> EXTRACT
>> BEGIN
REFLECTIONS ON FILM CULTURE

Daily | Scorsese, desistfilm 4, cléo 2

Martin Scorsese

Martin Scorsese

Well, this is pretty damn major: Martin Scorsese in the New York Review of Books. The title of the piece is “The Persisting Vision: Reading the Language of Cinema,” and he begins by looking back on his youth, the way he connected with his family in the darkness of the theater, and asks, “What was it about cinema? What was so special about it? I think I’ve discovered some of my own answers to that question a little bit at a time over the years.” Following exaltations of light and movement, Scorsese argues that visual literacy is just as vital as verbal literacy before segueing into a plea for the preservation of our visual heritage.

“Birth to Death as told by Cinema,” via Slate

More reading. The fourth issue of desistfilm is up. Julie Grossman and Therese Grisham aim “to unlock gender from specific genre types by way of Ida Lupino’s melonoir films of the 1950s.” For Adrian Martin, George Romero’s Land of the Dead (2005) “is, at every moment, a jaw-droppingly audacious film.” There’s a piece (collectively written?) on the “Electroclash Spaghetti Westerns” of Davide Manuli (La Leggenda di Kaspar Hauser). José Sarmiento Hinojosa celebrates FJ Ossang’s subversion of noir, while Mónica Delgado, Michèle Collery, and Mina Blumenfield interview the “punk gladiator, guerrilla poet, musician, chanteur, and filmmaker.”

John A. Riley: “The well-worn tropes of the detective and police procedural genres are, in [Bong Joon-ho’s] Memories of Murder [2003], reinvigorated and fashioned into something sly and critical that retains a hard-hitting power.” Also, a note on Apichatpong Weerasethakul‘s Mekong Hotel (2012) and a longer piece on hauntology and the work of Adam Curtis and Patrick Keiller. Claudia Siefen reviews Tom Mes’s book, Re-Agitator: A Decade of Writing on Takashi Miike. Sarah Nichols argues that David Lynch’s Lost Highway (1997) “is, in the best sense, unhinged.” Nicole Brenez finds “a modest version” of the “apocalyptic protocol” in Abel Ferrara’s 4:44 Last Day on Earth (2012).

And the new, second issue of cléo is up, featuring editor Kiva Reardon‘s interview with Athina Rachel Tsangari, director (Attenberg), producer (Dogtooth, Pearblossom Hwy, Before Midnight), and occasional actor (Ariadni in Before Midnight and Cousin from Greece in Slacker). Kiva Reardon‘s guide to the rest of the issue:

In his piece on Andrea Arnold’s Wuthering Heights, Andrew Gilbert looks at this filmmaker’s interpretation of hearths and home life. Mallory Andrews examines Todd Haynes’s Safe in the light of Barbara Ehrenreich’s writings, producing a nuanced critique of supposed “self-help” mentalities. Adam Cook sheds light on Kathleen Shannon, an underappreciated Canadian talent…. Tina Hassannia looks at two representations of female homelessness in Agnès Varda’s Vagabond and Kelly Reichardt’s Wendy and Lucy. Last, Lindsay Jensen takes down the mommy issues in Joseph Kosinski’s recent Oblivion.
>> END
> GOALS
#1 Transcribe the film roundup between "Well, this is" and "our visual heritage.", inclusive.
#2 In the film roundup, what basis is given for describing Athina Rachel Tsangari as an occasional actor?
The items are not needed.

(Segmentation data)
>> BEGIN
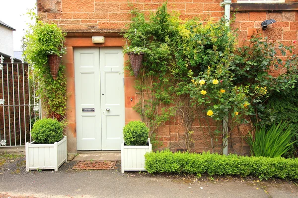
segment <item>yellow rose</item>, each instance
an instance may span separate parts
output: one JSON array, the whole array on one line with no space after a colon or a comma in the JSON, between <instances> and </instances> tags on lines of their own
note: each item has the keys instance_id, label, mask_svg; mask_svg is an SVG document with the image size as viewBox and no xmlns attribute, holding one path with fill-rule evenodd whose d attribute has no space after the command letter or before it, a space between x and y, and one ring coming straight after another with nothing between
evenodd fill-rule
<instances>
[{"instance_id":1,"label":"yellow rose","mask_svg":"<svg viewBox=\"0 0 298 198\"><path fill-rule=\"evenodd\" d=\"M213 115L213 111L212 111L211 110L209 110L208 111L207 111L207 115L211 116L212 115Z\"/></svg>"},{"instance_id":2,"label":"yellow rose","mask_svg":"<svg viewBox=\"0 0 298 198\"><path fill-rule=\"evenodd\" d=\"M204 80L200 80L199 81L199 84L200 84L200 85L203 85L205 84L205 81Z\"/></svg>"},{"instance_id":3,"label":"yellow rose","mask_svg":"<svg viewBox=\"0 0 298 198\"><path fill-rule=\"evenodd\" d=\"M207 93L207 92L206 92L205 90L202 90L200 92L201 92L201 94L202 94L202 95L205 95L205 94L206 94Z\"/></svg>"},{"instance_id":4,"label":"yellow rose","mask_svg":"<svg viewBox=\"0 0 298 198\"><path fill-rule=\"evenodd\" d=\"M214 85L217 85L219 84L219 80L216 79L212 80L212 83L213 83Z\"/></svg>"}]
</instances>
>> END
> SOLUTIONS
#1
Well, this is pretty damn major: Martin Scorsese in the New York Review of Books. The title of the piece is “The Persisting Vision: Reading the Language of Cinema,” and he begins by looking back on his youth, the way he connected with his family in the darkness of the theater, and asks, “What was it about cinema? What was so special about it? I think I’ve discovered some of my own answers to that question a little bit at a time over the years.” Following exaltations of light and movement, Scorsese argues that visual literacy is just as vital as verbal literacy before segueing into a plea for the preservation of our visual heritage.

#2 She played Ariadni in Before Midnight and Cousin from Greece in Slacker.